Reproduce everything in the records below from the line containing "Expected: for every instance of the black closet" down to the line containing "[[314, 231]]", both ends included and requests kept, adding -136 to every coordinate in the answer points. Leave the numbers in the requests and their format samples unchanged.

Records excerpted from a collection
--------------------------------------------------
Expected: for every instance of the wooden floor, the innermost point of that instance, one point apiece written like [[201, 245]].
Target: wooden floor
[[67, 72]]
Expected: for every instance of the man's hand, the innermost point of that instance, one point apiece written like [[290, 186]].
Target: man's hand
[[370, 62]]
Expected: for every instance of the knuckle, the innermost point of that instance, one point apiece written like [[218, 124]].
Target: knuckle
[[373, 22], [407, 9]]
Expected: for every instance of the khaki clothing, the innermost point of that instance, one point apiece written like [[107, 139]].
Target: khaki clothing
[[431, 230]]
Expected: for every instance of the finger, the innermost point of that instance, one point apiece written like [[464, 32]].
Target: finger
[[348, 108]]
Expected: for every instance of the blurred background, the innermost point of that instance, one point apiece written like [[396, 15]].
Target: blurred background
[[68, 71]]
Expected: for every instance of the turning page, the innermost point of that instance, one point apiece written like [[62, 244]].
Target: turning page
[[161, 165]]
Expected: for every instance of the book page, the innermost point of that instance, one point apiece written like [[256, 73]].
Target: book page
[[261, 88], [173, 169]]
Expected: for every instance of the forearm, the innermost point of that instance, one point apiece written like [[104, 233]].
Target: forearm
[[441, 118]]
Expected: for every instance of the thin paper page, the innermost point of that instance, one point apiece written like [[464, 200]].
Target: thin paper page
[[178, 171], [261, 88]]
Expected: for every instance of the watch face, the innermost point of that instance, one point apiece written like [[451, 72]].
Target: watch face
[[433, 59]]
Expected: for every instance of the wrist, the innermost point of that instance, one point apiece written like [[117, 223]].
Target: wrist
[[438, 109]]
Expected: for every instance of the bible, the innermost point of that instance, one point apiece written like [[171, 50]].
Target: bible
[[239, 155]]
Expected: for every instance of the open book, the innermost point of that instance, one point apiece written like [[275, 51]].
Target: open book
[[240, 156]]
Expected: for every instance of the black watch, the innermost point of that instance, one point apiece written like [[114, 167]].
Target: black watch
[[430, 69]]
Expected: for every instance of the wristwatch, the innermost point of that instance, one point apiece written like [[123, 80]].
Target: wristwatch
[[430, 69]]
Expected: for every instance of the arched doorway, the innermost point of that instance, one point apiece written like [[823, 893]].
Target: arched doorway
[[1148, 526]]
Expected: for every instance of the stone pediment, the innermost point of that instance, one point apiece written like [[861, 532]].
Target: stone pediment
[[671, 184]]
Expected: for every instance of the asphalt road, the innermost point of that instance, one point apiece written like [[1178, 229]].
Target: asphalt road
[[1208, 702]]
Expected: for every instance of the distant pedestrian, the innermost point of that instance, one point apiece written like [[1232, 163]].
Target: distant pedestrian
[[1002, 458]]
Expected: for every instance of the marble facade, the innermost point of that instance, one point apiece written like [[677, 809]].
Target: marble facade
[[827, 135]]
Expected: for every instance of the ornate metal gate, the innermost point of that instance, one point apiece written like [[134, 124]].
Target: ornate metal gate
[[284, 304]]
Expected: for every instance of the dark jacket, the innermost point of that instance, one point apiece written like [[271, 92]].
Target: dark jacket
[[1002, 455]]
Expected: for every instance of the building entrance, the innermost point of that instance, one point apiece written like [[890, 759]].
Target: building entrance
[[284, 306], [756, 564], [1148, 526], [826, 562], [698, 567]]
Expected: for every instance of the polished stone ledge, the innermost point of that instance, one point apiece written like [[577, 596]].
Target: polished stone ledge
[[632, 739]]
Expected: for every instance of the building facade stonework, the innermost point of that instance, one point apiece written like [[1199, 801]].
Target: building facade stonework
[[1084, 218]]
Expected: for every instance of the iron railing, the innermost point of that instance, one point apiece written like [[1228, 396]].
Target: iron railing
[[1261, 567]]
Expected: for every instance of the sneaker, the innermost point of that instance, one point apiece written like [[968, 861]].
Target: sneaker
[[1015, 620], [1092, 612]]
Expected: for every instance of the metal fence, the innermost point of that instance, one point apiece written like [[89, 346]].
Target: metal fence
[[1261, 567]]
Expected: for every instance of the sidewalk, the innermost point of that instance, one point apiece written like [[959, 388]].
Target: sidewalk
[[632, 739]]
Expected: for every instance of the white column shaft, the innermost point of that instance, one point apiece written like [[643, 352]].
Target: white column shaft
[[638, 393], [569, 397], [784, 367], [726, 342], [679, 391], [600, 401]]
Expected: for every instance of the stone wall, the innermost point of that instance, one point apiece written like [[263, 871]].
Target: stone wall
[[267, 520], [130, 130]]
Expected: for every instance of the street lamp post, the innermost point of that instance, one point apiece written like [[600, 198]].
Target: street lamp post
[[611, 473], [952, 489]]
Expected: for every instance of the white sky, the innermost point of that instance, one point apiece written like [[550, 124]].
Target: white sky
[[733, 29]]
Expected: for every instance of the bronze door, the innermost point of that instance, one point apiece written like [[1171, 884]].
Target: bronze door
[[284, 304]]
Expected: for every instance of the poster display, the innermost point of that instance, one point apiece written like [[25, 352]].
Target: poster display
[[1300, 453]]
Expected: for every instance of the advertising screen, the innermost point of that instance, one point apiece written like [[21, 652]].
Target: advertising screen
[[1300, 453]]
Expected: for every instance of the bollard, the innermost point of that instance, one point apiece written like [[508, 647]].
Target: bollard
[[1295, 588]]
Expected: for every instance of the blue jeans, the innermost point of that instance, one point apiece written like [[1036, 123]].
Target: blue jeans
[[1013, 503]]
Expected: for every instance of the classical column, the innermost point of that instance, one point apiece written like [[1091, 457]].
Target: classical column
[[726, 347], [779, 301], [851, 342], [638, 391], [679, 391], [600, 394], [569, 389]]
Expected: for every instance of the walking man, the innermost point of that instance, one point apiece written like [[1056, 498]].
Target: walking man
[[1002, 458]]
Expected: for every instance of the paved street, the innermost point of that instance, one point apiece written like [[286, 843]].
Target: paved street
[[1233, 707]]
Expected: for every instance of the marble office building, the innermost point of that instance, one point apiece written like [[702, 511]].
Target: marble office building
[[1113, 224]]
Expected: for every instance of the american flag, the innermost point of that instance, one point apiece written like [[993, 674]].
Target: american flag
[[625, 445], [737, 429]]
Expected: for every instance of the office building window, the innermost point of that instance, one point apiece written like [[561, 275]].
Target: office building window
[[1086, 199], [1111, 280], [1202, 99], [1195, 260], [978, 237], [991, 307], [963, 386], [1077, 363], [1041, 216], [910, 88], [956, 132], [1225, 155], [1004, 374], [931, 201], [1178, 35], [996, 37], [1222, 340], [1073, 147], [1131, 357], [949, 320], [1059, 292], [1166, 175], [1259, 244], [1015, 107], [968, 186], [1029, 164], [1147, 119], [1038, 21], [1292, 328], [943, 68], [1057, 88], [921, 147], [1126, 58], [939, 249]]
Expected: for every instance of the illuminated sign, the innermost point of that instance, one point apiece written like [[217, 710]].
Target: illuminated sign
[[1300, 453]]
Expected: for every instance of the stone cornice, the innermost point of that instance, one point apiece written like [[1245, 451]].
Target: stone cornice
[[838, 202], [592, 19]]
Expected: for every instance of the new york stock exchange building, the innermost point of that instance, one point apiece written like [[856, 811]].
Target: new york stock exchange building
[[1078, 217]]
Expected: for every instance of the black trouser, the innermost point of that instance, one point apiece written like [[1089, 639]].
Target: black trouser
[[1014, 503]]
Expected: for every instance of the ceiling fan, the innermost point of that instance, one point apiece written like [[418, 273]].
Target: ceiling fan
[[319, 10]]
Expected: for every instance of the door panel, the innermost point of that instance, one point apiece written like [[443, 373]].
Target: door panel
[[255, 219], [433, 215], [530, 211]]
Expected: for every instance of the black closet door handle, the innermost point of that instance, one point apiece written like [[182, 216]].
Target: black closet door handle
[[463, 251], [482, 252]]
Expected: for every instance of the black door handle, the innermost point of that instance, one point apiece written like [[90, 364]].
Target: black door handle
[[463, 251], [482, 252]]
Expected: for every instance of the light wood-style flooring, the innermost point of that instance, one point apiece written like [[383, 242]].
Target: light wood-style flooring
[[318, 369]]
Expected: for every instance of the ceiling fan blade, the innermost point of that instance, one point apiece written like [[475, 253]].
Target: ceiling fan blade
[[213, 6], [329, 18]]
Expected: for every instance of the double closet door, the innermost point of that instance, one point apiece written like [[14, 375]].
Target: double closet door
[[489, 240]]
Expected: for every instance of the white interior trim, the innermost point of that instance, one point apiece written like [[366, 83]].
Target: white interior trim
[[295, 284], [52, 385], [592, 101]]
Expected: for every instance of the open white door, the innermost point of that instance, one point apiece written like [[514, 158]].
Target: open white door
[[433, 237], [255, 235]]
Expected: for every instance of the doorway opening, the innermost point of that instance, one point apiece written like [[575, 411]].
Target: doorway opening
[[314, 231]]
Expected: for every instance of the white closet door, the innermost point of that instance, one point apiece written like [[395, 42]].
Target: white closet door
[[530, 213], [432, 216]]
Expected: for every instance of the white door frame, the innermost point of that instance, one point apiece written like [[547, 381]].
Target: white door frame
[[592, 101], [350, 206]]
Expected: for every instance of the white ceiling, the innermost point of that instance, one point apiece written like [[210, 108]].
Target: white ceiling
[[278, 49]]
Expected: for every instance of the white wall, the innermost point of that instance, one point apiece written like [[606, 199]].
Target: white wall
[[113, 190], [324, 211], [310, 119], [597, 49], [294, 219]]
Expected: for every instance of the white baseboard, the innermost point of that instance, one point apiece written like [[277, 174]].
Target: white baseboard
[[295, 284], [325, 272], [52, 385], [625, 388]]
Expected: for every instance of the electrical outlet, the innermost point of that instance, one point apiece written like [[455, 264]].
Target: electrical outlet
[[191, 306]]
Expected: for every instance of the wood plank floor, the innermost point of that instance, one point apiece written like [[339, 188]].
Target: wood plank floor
--------------------------------------------------
● **Written answer**
Expected: for every instance of the black closet door handle, the innermost point of that instance, one point apiece written like [[182, 216]].
Target: black closet door handle
[[327, 115], [346, 116]]
Expected: for every instance of the black door handle, the innermost point of that instance, one point apiece written like [[90, 364]].
Target: black door handle
[[327, 115], [346, 116]]
Expected: for every instance of the light wood-style flooring, the innermost point of that instance, one point apiece written like [[383, 242]].
Target: light wood-style flooring
[[182, 233]]
Expected: for every instance of the ceiling fan blade, the innermost point of that instance, one point apiece written like [[475, 253]].
Target: ceiling fan blade
[[77, -130], [193, -118]]
Expected: for every instance of the double closet door, the innermost point of that instance, one point apiece written like [[14, 375]].
Target: double closet door
[[353, 104]]
Expected: for every instance of the white interior trim, the innermost point of that instance, one point apiece written like [[366, 83]].
Target: white interior trim
[[159, 148], [-84, 249], [456, -35]]
Expected: for every instance of the open white door, the innermost point of that instance, one point apiece written like [[514, 158]].
Target: open white door
[[297, 101], [119, 99]]
Expected: for every instance of the doorway opening, the innermost point of that instance, one point apiece written like [[575, 411]].
Target: doorway opening
[[178, 95]]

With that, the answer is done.